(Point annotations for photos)
┄┄┄┄┄┄┄┄┄┄┄┄┄┄┄┄┄┄┄┄
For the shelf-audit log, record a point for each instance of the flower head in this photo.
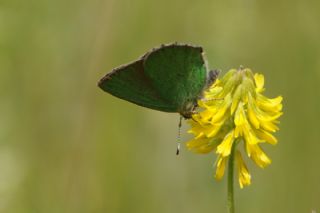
(235, 111)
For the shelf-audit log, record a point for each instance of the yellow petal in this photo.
(221, 165)
(259, 80)
(252, 116)
(243, 173)
(266, 136)
(258, 156)
(236, 98)
(224, 148)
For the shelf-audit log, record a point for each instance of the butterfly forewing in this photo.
(177, 72)
(130, 83)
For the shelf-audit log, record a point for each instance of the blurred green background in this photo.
(65, 146)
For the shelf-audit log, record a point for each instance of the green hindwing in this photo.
(129, 82)
(170, 78)
(178, 73)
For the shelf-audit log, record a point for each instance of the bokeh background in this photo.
(65, 146)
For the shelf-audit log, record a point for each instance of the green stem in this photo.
(230, 180)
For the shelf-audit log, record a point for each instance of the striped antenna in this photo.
(179, 136)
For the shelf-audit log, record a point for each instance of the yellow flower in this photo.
(236, 111)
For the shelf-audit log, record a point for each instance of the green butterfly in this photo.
(170, 78)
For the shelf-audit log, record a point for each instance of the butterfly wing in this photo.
(178, 73)
(130, 83)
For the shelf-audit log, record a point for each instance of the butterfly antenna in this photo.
(179, 136)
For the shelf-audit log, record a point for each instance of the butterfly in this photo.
(170, 78)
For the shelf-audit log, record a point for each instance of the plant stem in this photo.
(230, 180)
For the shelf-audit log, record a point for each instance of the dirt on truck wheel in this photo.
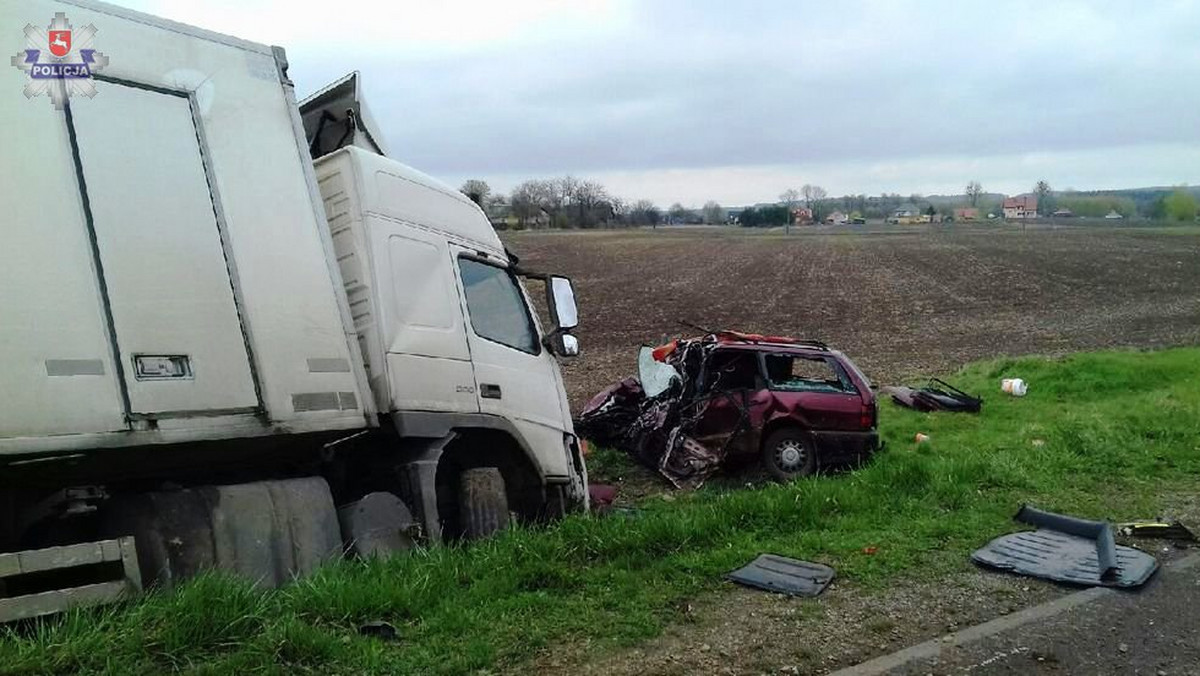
(483, 503)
┄┄┄┄┄┄┄┄┄┄┄┄┄┄┄┄┄┄┄┄
» **EXERCISE**: Print every line of the records above again, word for word, and leave the pictures out.

» **RESULT BELOW**:
For the shelf-audit log, record a point for each instance of the flower head in this photo.
(235, 111)
For the shelf-audit log, record a point for each instance of the yellow petal in this photo.
(221, 165)
(259, 80)
(252, 116)
(243, 173)
(266, 136)
(258, 156)
(236, 98)
(224, 148)
For the shelf-audit log, record a point for each instance of the butterfly forewing in this photo.
(177, 72)
(130, 83)
For the shelf-audit log, record a point for each instance of the blurred green background in this photo.
(65, 146)
For the shelf-audit log, record a point for each instance of the green hindwing in this photo.
(129, 82)
(170, 78)
(178, 73)
For the shelf-audit log, record a point for each instance of the bokeh background in this photo.
(65, 146)
For the shelf-audit log, record a point for each instance of the green stem in this photo.
(230, 180)
For the shelf-audit log, record a point for each instance of the striped antenna in this photo.
(179, 136)
For the shelf-audit log, record a point for each instance of the yellow flower in this photo.
(236, 111)
For the shelf-audit log, record a point for each instance of the green butterfly in this photo.
(170, 78)
For the shelf-audit log, record a point for each instance of the butterfly wing in this photo.
(178, 73)
(130, 83)
For the shelf-audit log, record a point for each instance of the butterfly antenna in this photo.
(179, 136)
For the shelf-audit log, record a point for each instance of the butterfly in this photo.
(170, 78)
For the shelf-audit log, record a point for each instance of the plant stem in this photo.
(230, 180)
For the shelf-audit log, record a point for each instance of the dirt on truck wheel in this photo.
(483, 503)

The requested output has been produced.